= Objetivo 1 =
Indica se cada afirmação concorda com o excerto sobre a educação ecológica na escola, respondendo sim ou não e citando as palavras do excerto que o decidem. (a) Na primária, uma equipa da câmara plantava um pinheiro no recreio. (b) No liceu, o tema dos cartazes era imposto, sem possibilidade de escolha. (c) As causas ecológicas eram uma das muitas ideologias oficiais da escola.
= Objetivo 2 =
Resume em duas frases o excerto sobre a educação ecológica na escola.
= Objetivo 3 =
Transcreve do excerto sobre a educação ecológica na escola tudo desde "Terra usada" até "interesse pela literatura.".

= Excerto do texto =
7.24.2007

Terra usada

Na escola da nossa altura, as causas ecológicas eram uma das poucas ideologias oficiais. Na primária, havia o dia da árvore com uma equipa da câmara a plantar um pinheiro no recreio. Era giro. Já no liceu, lembro-me de desenhar cartazes com um tema “ecológico” à escolha para meter na sala de aula. Agora questiono-me se todas essas coisas não terão tido o efeito que a leitura obrigatória de “O Primo Basílio” teve no nosso interesse pela literatura.

= Registos guardados =
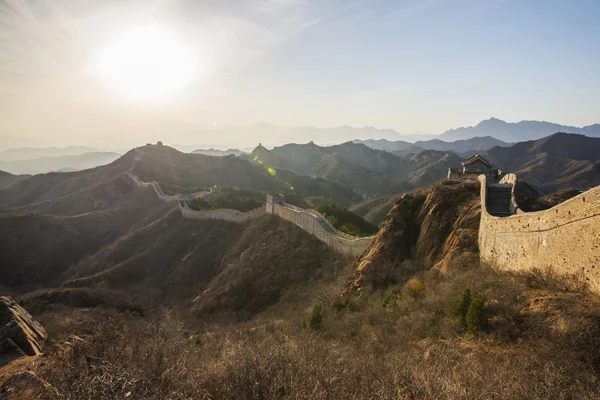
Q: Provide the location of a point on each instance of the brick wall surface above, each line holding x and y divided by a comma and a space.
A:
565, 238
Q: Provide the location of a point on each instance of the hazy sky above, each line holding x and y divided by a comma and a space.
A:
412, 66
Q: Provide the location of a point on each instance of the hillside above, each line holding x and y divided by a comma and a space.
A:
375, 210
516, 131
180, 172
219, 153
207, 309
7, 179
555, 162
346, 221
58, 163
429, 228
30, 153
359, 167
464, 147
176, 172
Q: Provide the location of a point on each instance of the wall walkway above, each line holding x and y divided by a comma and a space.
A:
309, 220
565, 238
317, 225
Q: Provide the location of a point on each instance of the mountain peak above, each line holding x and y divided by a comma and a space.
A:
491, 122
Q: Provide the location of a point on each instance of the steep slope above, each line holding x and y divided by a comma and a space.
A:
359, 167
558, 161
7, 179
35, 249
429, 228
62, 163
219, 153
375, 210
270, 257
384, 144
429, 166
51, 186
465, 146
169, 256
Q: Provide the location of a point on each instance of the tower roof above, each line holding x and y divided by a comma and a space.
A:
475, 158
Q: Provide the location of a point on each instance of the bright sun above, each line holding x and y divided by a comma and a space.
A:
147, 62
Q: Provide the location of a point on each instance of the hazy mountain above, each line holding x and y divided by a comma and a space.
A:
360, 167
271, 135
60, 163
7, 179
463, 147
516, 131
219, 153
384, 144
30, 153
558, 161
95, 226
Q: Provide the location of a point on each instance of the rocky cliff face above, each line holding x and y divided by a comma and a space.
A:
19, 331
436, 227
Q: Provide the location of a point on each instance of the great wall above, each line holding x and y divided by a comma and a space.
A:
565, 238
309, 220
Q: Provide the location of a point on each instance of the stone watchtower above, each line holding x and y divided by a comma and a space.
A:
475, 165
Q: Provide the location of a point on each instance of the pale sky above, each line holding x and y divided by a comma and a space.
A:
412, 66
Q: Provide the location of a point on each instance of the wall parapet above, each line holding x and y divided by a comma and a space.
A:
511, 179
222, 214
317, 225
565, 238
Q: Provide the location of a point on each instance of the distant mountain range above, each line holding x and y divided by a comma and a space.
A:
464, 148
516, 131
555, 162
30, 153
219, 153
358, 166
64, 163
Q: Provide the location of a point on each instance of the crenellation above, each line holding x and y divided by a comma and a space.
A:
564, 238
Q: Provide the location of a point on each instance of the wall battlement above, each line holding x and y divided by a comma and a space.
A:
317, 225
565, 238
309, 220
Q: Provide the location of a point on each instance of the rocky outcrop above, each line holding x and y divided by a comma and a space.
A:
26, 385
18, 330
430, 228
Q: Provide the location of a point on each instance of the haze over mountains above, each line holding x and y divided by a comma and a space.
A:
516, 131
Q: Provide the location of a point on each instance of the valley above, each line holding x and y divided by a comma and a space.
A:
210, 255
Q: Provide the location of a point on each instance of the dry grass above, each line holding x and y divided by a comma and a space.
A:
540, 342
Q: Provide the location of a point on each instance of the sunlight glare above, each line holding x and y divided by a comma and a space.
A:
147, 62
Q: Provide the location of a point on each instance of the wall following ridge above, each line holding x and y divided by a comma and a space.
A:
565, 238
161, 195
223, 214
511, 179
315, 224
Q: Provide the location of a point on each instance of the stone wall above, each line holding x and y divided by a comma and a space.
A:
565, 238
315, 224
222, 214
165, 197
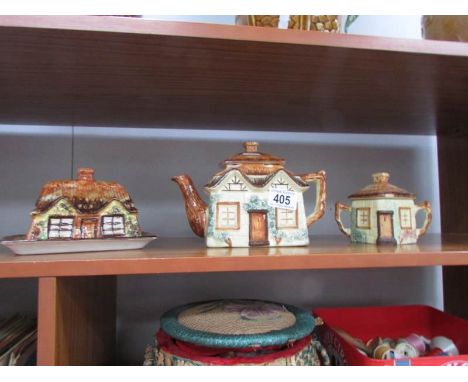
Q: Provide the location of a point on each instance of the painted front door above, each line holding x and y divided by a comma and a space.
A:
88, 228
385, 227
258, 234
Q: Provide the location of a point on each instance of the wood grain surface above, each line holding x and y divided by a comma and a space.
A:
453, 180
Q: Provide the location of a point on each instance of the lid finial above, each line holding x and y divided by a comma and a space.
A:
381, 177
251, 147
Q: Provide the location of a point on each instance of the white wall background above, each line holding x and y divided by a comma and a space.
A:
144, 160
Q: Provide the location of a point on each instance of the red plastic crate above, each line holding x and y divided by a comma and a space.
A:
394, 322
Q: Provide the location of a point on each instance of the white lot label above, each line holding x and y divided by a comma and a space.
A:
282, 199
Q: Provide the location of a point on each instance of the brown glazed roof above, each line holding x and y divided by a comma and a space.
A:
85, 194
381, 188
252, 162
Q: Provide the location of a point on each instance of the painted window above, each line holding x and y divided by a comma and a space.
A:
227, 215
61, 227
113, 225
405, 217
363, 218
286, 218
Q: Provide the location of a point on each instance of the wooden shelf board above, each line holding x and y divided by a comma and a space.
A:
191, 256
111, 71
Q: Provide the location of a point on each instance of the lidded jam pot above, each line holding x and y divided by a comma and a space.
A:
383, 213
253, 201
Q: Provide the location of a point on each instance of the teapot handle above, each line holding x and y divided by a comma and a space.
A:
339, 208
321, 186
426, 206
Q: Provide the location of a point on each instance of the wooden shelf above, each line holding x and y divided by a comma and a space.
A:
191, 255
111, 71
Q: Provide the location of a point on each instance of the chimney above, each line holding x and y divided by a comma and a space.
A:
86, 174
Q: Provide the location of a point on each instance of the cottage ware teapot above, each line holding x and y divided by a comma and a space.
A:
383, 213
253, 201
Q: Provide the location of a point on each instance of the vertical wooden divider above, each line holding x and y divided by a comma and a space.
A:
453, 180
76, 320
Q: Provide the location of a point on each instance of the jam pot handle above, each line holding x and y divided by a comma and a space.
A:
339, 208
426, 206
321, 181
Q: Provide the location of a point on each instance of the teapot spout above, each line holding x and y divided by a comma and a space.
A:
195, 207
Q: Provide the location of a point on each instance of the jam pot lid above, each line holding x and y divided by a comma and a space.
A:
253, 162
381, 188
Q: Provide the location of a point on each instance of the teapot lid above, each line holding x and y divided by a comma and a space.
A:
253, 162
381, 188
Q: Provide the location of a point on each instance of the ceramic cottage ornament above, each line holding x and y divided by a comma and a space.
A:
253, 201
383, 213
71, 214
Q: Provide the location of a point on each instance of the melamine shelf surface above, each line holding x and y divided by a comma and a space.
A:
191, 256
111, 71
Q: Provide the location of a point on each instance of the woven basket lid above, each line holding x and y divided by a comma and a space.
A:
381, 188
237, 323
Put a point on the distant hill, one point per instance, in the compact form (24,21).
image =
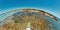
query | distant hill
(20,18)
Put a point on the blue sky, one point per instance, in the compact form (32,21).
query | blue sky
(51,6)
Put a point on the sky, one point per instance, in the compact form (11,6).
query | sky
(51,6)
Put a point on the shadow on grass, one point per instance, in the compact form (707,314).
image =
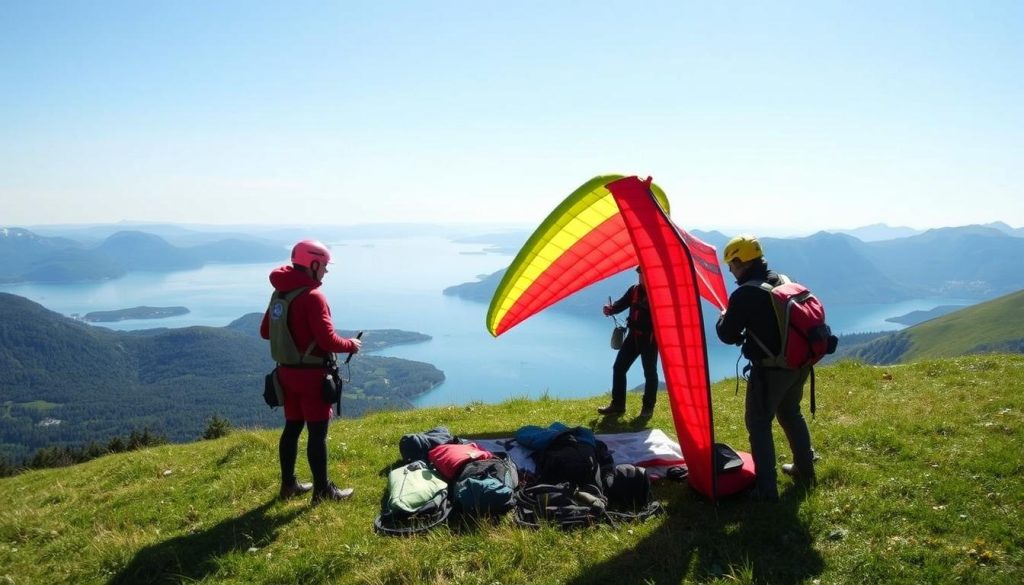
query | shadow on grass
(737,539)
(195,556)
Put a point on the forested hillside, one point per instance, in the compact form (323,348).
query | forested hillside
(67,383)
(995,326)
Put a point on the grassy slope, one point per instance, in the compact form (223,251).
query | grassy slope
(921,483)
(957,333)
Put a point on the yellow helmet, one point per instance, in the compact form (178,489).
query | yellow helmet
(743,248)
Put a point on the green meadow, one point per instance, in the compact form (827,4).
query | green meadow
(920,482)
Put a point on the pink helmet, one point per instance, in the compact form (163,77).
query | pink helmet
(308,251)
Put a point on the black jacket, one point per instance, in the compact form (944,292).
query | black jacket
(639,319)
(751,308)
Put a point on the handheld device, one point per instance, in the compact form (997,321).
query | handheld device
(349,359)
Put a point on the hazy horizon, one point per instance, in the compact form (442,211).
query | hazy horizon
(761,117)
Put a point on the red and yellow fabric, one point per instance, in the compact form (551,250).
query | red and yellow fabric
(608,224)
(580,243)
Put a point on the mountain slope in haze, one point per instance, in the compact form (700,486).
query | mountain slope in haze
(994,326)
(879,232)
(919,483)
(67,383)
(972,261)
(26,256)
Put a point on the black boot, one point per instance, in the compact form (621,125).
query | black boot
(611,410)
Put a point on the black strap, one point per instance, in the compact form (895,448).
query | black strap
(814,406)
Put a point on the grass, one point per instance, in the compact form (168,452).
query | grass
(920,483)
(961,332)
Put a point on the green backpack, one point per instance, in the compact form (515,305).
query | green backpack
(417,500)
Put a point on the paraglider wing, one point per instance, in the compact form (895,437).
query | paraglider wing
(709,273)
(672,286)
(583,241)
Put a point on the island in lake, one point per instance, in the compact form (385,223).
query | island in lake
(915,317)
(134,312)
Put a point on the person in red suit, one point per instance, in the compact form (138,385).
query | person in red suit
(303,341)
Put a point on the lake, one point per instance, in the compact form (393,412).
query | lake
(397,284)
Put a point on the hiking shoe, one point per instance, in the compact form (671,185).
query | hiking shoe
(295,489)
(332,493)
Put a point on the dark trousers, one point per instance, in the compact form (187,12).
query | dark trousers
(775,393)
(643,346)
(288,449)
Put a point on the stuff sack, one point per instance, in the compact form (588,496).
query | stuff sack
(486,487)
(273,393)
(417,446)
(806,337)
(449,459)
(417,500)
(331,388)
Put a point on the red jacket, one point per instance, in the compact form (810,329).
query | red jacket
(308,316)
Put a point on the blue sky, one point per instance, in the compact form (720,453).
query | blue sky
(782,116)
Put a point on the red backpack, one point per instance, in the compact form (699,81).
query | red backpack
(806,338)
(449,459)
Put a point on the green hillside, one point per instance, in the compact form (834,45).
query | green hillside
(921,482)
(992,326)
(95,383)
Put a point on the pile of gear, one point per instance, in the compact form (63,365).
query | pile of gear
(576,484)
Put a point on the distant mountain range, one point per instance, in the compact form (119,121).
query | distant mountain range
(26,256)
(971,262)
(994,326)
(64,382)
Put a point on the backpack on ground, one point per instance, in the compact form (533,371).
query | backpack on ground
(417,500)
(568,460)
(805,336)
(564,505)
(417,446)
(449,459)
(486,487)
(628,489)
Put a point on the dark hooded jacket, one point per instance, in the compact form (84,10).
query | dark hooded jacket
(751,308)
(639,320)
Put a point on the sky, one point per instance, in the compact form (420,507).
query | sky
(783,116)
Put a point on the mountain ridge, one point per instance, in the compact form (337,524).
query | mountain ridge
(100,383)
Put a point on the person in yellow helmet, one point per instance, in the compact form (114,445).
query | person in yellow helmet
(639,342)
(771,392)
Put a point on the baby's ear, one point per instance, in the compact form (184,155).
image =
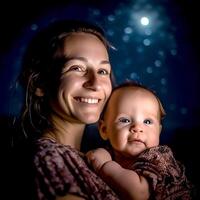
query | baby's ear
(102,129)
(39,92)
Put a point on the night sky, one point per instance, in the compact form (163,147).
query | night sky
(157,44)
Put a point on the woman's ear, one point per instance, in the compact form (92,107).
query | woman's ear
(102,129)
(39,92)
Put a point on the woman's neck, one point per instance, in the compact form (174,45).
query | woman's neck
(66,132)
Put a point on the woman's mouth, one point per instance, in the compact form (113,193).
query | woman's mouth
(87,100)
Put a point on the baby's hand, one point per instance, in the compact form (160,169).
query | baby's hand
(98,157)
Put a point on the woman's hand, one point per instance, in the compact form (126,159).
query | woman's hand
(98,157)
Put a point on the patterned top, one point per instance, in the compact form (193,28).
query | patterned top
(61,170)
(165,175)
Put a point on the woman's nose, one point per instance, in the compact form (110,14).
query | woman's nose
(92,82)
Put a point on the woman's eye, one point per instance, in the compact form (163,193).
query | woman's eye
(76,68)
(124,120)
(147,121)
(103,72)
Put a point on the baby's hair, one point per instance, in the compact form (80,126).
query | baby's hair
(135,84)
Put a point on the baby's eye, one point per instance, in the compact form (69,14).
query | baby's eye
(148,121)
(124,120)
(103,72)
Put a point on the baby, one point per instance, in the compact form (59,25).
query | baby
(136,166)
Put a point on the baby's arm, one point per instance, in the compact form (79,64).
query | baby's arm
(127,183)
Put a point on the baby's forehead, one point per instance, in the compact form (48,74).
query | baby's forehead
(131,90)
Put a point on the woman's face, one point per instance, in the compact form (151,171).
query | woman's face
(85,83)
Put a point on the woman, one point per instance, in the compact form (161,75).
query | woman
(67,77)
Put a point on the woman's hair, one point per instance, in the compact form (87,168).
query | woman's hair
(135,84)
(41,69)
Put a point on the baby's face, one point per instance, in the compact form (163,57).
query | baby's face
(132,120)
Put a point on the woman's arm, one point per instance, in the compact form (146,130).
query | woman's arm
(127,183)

= Resposta 1 =
(a) Sim: «havia o dia da árvore com uma equipa da câmara a plantar um pinheiro no recreio».
(b) Não: «desenhar cartazes com um tema “ecológico” à escolha».
(c) Não: «as causas ecológicas eram uma das poucas ideologias oficiais».

= Resposta 2 =
Na escola, as causas ecológicas eram uma das poucas ideologias oficiais, com o dia da árvore na primária e cartazes de tema ecológico no liceu. O texto questiona agora se essas iniciativas não terão tido o mesmo efeito que a leitura obrigatória de “O Primo Basílio” teve no interesse pela literatura.

= Resposta 3 =
Terra usada

Na escola da nossa altura, as causas ecológicas eram uma das poucas ideologias oficiais. Na primária, havia o dia da árvore com uma equipa da câmara a plantar um pinheiro no recreio. Era giro. Já no liceu, lembro-me de desenhar cartazes com um tema “ecológico” à escolha para meter na sala de aula. Agora questiono-me se todas essas coisas não terão tido o efeito que a leitura obrigatória de “O Primo Basílio” teve no nosso interesse pela literatura.